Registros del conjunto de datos
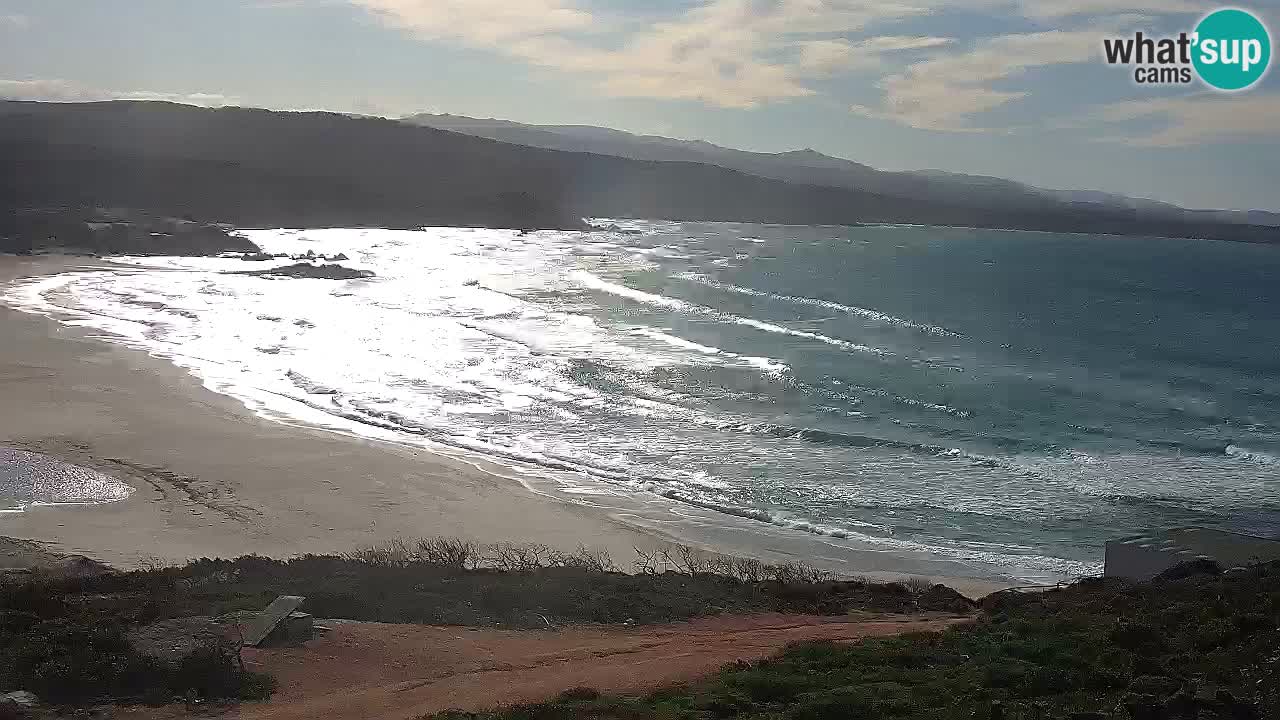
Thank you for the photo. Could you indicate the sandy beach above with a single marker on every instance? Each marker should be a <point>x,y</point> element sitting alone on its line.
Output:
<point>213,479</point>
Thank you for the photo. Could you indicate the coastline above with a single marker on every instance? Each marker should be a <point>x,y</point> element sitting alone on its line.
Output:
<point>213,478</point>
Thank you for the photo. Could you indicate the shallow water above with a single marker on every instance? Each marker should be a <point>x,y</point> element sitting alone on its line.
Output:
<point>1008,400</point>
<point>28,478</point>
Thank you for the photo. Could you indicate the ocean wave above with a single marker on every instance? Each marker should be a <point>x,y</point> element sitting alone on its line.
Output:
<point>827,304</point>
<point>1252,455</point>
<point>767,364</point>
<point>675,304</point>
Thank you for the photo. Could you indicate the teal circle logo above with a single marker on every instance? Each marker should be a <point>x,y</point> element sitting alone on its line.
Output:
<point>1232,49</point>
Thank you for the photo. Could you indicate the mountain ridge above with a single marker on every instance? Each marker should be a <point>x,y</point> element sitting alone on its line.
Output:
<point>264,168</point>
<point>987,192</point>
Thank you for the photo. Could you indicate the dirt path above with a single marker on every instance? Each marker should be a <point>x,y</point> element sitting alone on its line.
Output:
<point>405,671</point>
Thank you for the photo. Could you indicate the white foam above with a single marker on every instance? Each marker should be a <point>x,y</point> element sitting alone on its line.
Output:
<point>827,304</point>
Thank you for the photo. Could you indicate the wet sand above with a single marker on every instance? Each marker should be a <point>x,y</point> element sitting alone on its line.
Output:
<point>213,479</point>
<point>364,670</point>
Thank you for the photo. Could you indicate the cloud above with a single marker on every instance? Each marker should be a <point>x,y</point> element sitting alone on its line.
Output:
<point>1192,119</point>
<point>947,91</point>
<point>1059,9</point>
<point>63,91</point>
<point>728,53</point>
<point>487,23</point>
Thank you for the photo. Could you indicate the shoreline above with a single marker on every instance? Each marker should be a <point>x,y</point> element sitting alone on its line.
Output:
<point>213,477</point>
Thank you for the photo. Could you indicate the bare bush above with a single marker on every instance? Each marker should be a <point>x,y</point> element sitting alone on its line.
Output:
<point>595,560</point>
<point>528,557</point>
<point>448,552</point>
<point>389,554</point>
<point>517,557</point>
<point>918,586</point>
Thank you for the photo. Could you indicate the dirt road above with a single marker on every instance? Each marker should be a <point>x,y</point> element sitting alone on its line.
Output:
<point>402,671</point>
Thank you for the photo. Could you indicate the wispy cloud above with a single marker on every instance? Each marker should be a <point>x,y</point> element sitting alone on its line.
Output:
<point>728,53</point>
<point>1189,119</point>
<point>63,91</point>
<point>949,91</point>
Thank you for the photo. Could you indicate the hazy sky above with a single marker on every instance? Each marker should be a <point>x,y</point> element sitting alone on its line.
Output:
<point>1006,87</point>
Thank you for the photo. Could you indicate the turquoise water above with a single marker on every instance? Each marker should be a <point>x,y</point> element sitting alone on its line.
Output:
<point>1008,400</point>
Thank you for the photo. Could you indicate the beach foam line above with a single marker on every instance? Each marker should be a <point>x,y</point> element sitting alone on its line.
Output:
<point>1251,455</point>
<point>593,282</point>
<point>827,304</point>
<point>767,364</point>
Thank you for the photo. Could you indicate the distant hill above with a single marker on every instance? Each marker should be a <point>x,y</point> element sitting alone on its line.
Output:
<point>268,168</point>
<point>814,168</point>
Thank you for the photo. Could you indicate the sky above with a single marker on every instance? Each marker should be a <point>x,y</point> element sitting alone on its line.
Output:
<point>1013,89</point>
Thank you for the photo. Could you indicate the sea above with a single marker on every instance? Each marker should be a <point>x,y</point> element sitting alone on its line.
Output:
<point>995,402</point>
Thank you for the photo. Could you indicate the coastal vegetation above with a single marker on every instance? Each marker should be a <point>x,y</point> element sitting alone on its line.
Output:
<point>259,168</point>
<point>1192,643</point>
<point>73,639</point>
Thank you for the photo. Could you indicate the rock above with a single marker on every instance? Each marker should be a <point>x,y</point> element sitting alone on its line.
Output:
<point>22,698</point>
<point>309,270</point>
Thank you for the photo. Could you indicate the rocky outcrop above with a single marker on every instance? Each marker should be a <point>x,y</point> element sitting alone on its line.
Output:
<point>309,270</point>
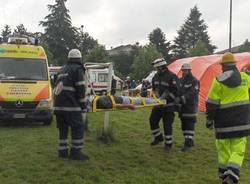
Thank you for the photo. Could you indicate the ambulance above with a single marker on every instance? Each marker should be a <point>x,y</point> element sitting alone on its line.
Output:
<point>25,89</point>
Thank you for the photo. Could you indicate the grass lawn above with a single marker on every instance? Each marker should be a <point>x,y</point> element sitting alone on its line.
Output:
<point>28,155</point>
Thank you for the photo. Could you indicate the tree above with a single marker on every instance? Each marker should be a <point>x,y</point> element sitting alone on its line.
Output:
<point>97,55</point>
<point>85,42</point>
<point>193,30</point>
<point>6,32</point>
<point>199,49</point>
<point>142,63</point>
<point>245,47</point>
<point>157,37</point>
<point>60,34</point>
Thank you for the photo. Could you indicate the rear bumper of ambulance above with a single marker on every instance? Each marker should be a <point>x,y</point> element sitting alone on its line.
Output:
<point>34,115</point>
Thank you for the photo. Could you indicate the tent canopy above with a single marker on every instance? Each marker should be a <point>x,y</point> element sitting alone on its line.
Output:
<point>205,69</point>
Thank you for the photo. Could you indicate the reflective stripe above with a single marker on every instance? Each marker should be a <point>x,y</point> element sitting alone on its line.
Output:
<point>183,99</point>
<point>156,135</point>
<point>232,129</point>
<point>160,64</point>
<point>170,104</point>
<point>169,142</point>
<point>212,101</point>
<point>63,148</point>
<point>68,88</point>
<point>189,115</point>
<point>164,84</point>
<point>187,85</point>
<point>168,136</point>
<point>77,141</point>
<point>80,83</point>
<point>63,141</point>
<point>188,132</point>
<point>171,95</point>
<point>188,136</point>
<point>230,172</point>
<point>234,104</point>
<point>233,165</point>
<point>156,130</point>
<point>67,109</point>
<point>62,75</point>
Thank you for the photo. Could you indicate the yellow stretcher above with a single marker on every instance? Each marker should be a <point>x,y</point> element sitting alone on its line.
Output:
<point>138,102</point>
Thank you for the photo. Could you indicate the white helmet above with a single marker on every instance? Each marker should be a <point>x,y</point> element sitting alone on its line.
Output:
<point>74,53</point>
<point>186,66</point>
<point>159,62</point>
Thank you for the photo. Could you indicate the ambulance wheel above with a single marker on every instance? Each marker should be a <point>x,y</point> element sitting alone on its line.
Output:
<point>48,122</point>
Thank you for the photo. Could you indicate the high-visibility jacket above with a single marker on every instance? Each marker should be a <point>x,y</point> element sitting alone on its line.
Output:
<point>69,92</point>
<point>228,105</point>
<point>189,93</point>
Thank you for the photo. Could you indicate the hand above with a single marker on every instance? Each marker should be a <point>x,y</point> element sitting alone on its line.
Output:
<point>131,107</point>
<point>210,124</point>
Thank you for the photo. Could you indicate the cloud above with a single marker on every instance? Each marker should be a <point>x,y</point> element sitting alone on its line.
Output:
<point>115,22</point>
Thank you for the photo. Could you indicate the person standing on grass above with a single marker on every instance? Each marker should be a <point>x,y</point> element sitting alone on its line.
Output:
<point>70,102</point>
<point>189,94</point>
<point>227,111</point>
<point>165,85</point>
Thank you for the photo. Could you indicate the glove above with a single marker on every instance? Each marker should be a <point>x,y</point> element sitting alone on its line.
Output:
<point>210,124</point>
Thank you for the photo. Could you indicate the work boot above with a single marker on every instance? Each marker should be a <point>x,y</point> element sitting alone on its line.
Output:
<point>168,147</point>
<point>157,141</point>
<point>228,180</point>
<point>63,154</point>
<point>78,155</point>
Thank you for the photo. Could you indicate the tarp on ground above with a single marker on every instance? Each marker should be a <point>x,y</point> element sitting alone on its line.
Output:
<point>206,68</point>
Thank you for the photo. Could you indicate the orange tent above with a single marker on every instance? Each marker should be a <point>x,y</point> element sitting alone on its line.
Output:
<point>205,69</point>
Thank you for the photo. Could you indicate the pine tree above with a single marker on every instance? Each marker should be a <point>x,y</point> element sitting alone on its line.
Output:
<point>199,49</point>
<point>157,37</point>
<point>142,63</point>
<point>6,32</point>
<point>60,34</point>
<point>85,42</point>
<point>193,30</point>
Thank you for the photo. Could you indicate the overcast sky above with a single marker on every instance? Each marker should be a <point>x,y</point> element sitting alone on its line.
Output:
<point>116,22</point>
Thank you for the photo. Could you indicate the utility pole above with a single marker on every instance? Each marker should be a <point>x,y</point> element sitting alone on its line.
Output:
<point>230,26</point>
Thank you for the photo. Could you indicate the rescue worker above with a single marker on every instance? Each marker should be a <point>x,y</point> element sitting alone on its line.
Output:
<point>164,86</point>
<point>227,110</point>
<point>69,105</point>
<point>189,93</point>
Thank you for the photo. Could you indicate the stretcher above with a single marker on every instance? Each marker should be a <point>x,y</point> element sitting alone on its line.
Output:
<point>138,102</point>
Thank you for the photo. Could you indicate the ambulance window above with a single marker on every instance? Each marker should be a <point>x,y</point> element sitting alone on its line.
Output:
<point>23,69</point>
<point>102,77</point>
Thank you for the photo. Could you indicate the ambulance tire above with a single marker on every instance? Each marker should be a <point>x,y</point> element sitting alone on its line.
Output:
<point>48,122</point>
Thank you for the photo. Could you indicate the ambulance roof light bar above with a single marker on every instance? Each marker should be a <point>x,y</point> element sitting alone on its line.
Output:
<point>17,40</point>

# Qué se pide
Presenta en CSV de dos columnas, «texto» y «respuesta», las líneas de arriba que empiezan en la que contiene "Thank you for the photo. Could you indicate the orange" y siguen hasta el final, con ambos extremos incluidos. Cada fila lleva un texto y su respuesta, cada uno en un solo campo entre comillas y con los saltos de línea cambiados por espacios.

# Solución
texto,respuesta
"Thank you for the photo. Could you indicate the orange tent above with a single marker on every instance? Each marker should be a <point>x,y</point> element sitting alone on its line. Output:","<point>205,69</point>"
"Thank you for the photo. Could you indicate the pine tree above with a single marker on every instance? Each marker should be a <point>x,y</point> element sitting alone on its line. Output:","<point>199,49</point> <point>157,37</point> <point>142,63</point> <point>6,32</point> <point>60,34</point> <point>85,42</point> <point>193,30</point>"
"Thank you for the photo. Could you indicate the overcast sky above with a single marker on every instance? Each marker should be a <point>x,y</point> element sitting alone on its line. Output:","<point>116,22</point>"
"Thank you for the photo. Could you indicate the utility pole above with a single marker on every instance? Each marker should be a <point>x,y</point> element sitting alone on its line. Output:","<point>230,26</point>"
"Thank you for the photo. Could you indicate the rescue worker above with a single marker on every instance? Each marker should be a <point>x,y</point> element sitting alone on its line. Output:","<point>164,86</point> <point>227,110</point> <point>69,105</point> <point>189,93</point>"
"Thank you for the photo. Could you indicate the stretcher above with a single marker on every instance? Each marker should be a <point>x,y</point> element sitting alone on its line. Output:","<point>138,102</point>"
"Thank you for the photo. Could you indicate the ambulance window above with a single marker on every instance? Each marker should be a <point>x,y</point> element sitting alone on its line. Output:","<point>23,69</point> <point>102,77</point>"
"Thank you for the photo. Could you indicate the ambulance tire above with a single marker on every instance? Each marker should be a <point>x,y</point> element sitting alone on its line. Output:","<point>48,122</point>"
"Thank you for the photo. Could you indicate the ambulance roof light bar above with a single marker on every instance? Each marker should be a <point>x,y</point> element sitting alone on its line. Output:","<point>17,40</point>"